### Task input
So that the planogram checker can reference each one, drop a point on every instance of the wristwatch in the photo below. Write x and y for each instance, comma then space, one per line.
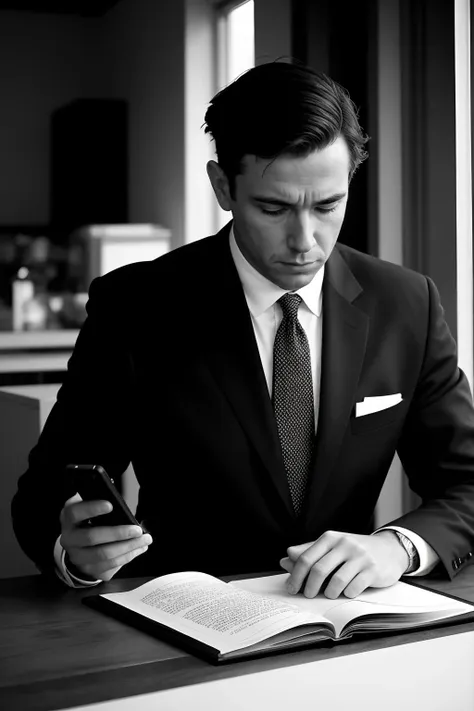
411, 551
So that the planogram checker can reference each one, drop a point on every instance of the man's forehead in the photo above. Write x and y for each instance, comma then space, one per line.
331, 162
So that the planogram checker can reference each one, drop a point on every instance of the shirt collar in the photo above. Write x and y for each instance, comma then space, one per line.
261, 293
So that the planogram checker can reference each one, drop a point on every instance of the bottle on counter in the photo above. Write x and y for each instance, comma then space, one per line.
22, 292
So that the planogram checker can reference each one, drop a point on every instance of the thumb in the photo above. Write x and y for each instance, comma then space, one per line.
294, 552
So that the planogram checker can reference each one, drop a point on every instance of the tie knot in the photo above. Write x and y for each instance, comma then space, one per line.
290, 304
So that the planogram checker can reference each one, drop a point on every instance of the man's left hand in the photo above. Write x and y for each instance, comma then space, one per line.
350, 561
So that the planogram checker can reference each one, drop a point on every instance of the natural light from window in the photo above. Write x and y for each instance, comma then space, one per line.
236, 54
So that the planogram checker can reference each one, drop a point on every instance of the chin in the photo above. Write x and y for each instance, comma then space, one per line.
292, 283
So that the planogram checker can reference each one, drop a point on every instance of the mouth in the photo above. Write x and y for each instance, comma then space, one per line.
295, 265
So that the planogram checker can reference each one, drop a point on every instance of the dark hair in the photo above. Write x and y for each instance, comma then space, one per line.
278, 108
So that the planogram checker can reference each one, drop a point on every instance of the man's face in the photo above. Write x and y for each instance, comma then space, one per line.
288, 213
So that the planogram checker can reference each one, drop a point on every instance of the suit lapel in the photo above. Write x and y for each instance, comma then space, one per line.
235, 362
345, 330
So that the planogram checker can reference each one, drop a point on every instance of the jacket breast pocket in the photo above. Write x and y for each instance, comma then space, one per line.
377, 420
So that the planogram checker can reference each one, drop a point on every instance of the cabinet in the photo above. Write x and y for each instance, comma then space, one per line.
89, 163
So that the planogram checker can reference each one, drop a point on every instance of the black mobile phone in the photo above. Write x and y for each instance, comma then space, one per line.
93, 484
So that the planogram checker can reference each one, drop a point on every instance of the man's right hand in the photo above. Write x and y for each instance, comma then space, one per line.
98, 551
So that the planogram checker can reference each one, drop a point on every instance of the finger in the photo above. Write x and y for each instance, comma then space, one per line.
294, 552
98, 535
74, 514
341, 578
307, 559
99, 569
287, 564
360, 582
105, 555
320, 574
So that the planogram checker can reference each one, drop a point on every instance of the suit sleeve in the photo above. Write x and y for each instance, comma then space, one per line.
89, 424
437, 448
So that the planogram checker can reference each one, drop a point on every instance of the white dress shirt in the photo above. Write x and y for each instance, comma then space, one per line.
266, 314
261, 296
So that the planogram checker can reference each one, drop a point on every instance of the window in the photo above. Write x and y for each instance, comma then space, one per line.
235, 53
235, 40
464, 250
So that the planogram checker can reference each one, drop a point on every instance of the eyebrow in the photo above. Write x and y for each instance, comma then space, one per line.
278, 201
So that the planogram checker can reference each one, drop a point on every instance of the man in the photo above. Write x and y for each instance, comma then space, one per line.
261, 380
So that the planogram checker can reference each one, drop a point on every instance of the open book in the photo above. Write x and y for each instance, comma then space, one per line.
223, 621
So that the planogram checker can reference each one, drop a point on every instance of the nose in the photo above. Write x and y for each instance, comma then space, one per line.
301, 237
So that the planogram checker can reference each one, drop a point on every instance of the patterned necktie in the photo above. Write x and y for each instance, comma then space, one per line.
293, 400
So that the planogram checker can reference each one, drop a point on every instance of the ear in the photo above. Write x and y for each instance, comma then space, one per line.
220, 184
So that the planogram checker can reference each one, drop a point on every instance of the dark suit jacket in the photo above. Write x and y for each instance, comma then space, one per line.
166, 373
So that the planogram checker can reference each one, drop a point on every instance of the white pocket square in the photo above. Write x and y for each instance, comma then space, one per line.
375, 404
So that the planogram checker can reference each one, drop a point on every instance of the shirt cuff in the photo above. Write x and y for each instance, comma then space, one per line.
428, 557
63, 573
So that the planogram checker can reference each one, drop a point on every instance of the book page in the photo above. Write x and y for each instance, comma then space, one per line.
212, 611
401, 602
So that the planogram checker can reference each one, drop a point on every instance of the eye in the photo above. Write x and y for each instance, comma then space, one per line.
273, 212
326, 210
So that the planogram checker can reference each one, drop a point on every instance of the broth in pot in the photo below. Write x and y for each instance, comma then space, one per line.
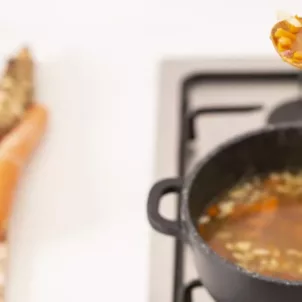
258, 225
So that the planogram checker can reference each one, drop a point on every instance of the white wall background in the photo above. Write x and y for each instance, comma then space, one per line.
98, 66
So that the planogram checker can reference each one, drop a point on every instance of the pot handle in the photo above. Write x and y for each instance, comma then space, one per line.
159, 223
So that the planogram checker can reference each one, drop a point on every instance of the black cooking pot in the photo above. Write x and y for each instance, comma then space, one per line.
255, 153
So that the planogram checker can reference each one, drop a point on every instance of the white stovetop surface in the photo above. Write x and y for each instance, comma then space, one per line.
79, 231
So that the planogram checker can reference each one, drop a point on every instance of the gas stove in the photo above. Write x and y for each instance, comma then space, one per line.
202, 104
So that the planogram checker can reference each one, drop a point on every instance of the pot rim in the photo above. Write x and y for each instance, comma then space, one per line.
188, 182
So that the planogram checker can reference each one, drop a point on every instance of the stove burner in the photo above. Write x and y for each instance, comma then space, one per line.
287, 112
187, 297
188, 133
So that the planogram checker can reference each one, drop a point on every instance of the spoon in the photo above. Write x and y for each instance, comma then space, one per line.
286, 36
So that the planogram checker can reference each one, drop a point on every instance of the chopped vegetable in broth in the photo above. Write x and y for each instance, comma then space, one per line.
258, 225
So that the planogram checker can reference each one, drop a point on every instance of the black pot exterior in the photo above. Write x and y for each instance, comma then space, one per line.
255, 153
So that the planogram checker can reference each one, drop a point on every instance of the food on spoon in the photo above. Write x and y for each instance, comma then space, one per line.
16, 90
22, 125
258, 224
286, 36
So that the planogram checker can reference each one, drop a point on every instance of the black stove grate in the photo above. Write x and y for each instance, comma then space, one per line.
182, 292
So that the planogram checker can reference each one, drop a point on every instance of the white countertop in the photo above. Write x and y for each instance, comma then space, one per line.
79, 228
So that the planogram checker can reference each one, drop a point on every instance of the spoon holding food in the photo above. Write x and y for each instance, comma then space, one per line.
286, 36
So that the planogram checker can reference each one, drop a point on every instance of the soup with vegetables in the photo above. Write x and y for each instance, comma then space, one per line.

### What the task requires
After dropping every picture, transcribe each entry exactly.

### Reply to the exercise
So that the planogram checker can reference each one, drop a point on every instance of the wristwatch in the photo below. Write x and y for each instance, comma then space, one per line.
411, 551
So that the planogram checker can reference each one, drop a point on every instance of the man's forehead in the photo above. Write x and y for each instance, comma then space, one per line.
331, 162
So that the planogram checker can reference each one, drop a point on every instance of the shirt collar in the photo above. Write x and y for each instance, comma then space, one per line.
261, 293
So that the planogram checker can reference each one, drop a point on every instance of the bottle on counter in the photo above. Write x and y for each instance, comma then space, one per line.
22, 292
So that the planogram checker can reference each one, drop a point on every instance of the thumb in the photo above. Write x and y for each instance, comma then space, one per line.
294, 552
So that the planogram checker can reference each one, drop a point on every instance of the tie knot in the photo above. Write x and y for each instance, comma then space, one per line.
290, 304
So that the planogram checker can reference each one, drop a point on every instance of the man's left hand in the photo above. Write x and y for each instance, comma then space, one per line.
350, 561
So that the planogram checker can reference each one, drop a point on every instance of the natural light from window in the photo above. Write x and y for each instance, comma then space, one per line.
236, 54
So that the planogram checker can reference each one, drop a point on every instance of the chin in the photo above. Write x and y for each instance, comma then space, one per line.
292, 283
So that the planogram checker can reference each one, drop a point on every instance of the mouth in the photo above. Write x and y for each instance, comma then space, one per line.
295, 265
So that the planogram checker can reference each one, drop a point on every instance of the dark hair in the photo above. Write x and y for each instance, comma then space, one per line.
278, 108
So that the planogram checker can reference each one, drop a point on every instance of the man's face in the photo above. Write x and y for each instance, comma then space, one per line.
288, 213
So that the planogram checker can reference each one, drop a point on every instance of the suit lapel in the photo above. Write x and y for each instance, comma then space, one per line.
235, 362
345, 330
So that the planogram checker can reference each one, drop a point on every instance of the jacket breast pocket in the photo above. Write x and y for each instance, comma then space, one per line.
377, 420
So that the planogram checker can reference each one, drop a point on every instance of the cabinet in the photo above. Write x and y for each instance, comma then space, one per line.
89, 163
So that the planogram checker can reference each one, drop a point on every instance of the black mobile phone in the photo above. Write x and y for each instance, comma then space, one per line.
93, 484
So that the planogram checker can reference each one, drop a point on every instance of the man's right hand in the photo above. Write x and y for each instance, comma then space, one per line.
98, 551
So that the planogram checker can reference each one, drop a point on every instance of the finger in the photo above. Write x and y for each instance, comma then space, one per line.
294, 552
98, 535
74, 514
341, 578
307, 559
99, 569
287, 564
360, 582
105, 555
320, 574
So that the planogram checker can reference each one, drop a point on every instance of the suit sleeve in the photo above. Write x and y for each instance, comma then space, one per line.
89, 424
437, 448
So that the planogram checker can reference each one, drop a point on every instance of the white dress shirt in the photo above. Write x and y for each instance, comma then space, one per line.
266, 314
261, 296
So that the planogram checker can reference each one, drop a point on every instance of the window in the photo above. Write x and y for each instance, comma then space, one per line.
235, 53
235, 40
464, 250
So that the planogram checker can reference each one, drop a point on every instance of the eyebrow in the photo above. Write x and y for each instance, comma then space, one per line.
278, 201
So that the planogram checker can reference each one, drop a point on every instance of the man in the photo above. Write x and y for each instance, comma then space, one per line.
261, 380
So that the planogram checker can reference each one, drop a point on every instance of the open book in the photo above. Write x and y for each instance, comma then space, one per line.
223, 621
So that the planogram checker can reference each one, drop a point on every instance of the nose in the photo above. Write x and y for each instance, comma then space, one per line.
301, 237
So that the planogram checker can reference each one, drop a point on every instance of the patterned necktie in the photo above. Write x and y for each instance, comma then space, one per line.
293, 400
So that the planogram checker can reference each one, drop a point on every instance of the ear in the photo above. Write x and y for each instance, comma then space, one per line.
220, 184
So that the planogram checker can reference each one, drop a point on every instance of the dark suit jacket in the photo above. Write x and y for each instance, comma then space, one per line.
166, 373
So that the planogram checker can reference each one, drop a point on every instance of the white pocket square in the photo above. Write x and y for each instance, comma then space, one per line.
375, 404
So that the planogram checker can reference each one, drop a point on every instance of the shirt cuff in the photo above. Write x and y for each instance, comma then space, one per line.
428, 557
63, 573
So that the planogram checker can reference each one, drop a point on every instance of the book page in the photo above. Write x and y for each instance, comma then space, one per line.
212, 611
401, 602
So that the planogram checker can reference each one, drop a point on every instance of the eye in the photo above. Write x and y for each instance, comma then space, one per line.
273, 212
326, 210
So that the planogram checker can reference each one, drop a point on every instance of the broth in pot in the photo below. Write x and y for each instance, comma then space, one per line.
258, 225
So that the planogram checker can reference each one, drop a point on every instance of the white wall background in the photo above. Write x and y for each instance, comma then space, one per line.
98, 66
So that the planogram checker can reference each one, drop a point on every instance of the pot handle in the photo above. Write x and y for each instance, comma then space, one per line.
159, 223
So that the planogram checker can reference each one, drop a point on every instance of the black cooking pot in the photo above. Write x and y for each instance, comma then space, one per line.
255, 153
So that the planogram checker can reference each one, drop a point on every instance of the white stovetop surface in the photo above. Write x and y for each instance, comma then space, one per line.
79, 231
So that the planogram checker can reference each one, drop a point on every instance of the gas stove in the photo above. Write x and y for each instance, comma then space, one per line.
202, 104
So that the planogram checker can reference each one, drop a point on every instance of the pot rim in the photo above. Write x and y for each instance, comma then space, one per line.
188, 182
So that the planogram checker can reference each one, drop a point on every instance of the stove burner in the photo above. Write x and y for each instance, comma then space, one per line.
287, 112
187, 297
188, 133
So that the planogram checker can reference each one, drop a point on every instance of the spoon in the photo above. Write x and y for each instance, comma then space, one per line.
286, 36
So that the planogram checker can reference each one, drop a point on every instance of the chopped vegetable in broth in the photo above. Write x and y for each instance, comma then space, one per line.
258, 225
So that the planogram checker can reference each one, drop a point on every instance of the black pot exterior in the photo above. Write x and y for each instance, comma then space, one per line.
255, 153
So that the planogram checker can reference each one, drop a point on every instance of the food on spoon in the photo above. Write x and y for each instance, comma then space, one per line.
16, 90
22, 125
258, 224
286, 36
So that the planogram checker can reference each one, drop a point on every instance of the black stove grate in the photo above. Write x and y for each instance, comma then space, one per line.
182, 292
So that the planogram checker can reference each one, drop a point on every instance of the white countertop in the photo above. Write x and y for each instance, comma then space, one per line.
79, 228
So that the planogram checker can reference each one, drop a point on every instance of the spoon holding food in the photo above. Write x and y for each instance, comma then space, one per line.
286, 36
So that the planogram checker can reference each one, drop a point on every instance of the soup with vegetables in the photo above. Write x and y for each instance, comma then space, one per line.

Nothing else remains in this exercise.